[Exercise brief]:
Identify every line of the listing below that contains the word "cabinet", and copy each such line in full.

[The data]:
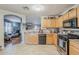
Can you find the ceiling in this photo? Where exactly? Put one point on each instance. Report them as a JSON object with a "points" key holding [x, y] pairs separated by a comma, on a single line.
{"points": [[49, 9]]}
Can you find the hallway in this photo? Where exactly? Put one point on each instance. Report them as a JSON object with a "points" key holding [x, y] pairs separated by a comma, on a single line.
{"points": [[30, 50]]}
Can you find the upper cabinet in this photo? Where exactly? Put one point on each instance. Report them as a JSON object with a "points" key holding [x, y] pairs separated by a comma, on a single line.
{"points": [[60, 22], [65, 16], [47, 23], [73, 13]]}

--

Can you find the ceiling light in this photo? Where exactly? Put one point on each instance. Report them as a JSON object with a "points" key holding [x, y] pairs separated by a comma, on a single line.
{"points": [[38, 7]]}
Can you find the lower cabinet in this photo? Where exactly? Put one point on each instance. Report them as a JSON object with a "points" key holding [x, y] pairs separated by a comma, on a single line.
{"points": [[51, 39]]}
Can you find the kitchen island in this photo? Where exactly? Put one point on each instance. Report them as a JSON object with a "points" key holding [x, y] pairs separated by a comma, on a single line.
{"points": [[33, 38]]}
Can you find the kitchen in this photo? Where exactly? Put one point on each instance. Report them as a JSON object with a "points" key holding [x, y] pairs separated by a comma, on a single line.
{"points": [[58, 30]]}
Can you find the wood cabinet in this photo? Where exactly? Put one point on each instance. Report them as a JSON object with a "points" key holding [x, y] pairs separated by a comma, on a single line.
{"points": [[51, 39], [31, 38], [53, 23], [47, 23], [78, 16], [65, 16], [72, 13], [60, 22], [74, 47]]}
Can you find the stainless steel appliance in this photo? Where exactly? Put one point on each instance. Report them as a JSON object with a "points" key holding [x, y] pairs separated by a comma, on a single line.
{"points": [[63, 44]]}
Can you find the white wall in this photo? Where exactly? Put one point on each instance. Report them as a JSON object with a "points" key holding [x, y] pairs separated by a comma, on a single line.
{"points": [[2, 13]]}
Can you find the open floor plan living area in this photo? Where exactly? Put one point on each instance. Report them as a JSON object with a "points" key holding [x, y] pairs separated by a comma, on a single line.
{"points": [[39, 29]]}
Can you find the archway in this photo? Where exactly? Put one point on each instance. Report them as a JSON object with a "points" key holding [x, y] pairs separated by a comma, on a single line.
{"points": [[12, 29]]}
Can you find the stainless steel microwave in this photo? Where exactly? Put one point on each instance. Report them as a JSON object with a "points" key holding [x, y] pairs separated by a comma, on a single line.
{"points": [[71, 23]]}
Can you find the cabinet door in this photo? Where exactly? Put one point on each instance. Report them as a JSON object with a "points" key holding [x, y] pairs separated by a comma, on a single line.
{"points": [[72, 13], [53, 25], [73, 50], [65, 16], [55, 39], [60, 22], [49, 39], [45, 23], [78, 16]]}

[Task answer]:
Can you find the upper cabinet in this photo? Where exactly? Put one point on each instance. Report them as a JSON object with a "points" key holding [x, y] pairs separated by a comma, on a single line.
Can you find the lower cabinet in this photo? Where exactly? Put one point on each instance. Report them as a JSON object with a "points" key holding [x, y] pairs separated by a comma, on a single line.
Can you find the wood cabinet in this photo? Where exactly? Put one point on each instance. Report them as a JSON object with a "points" key holding [x, y] pairs separated by a comma, on a single line.
Can you find the cabinet door in this photo? Where exactly? Put one point on each instance. Report them as a JSON object with a "points" key holding [x, y] pairs separated by a comma, on a single line.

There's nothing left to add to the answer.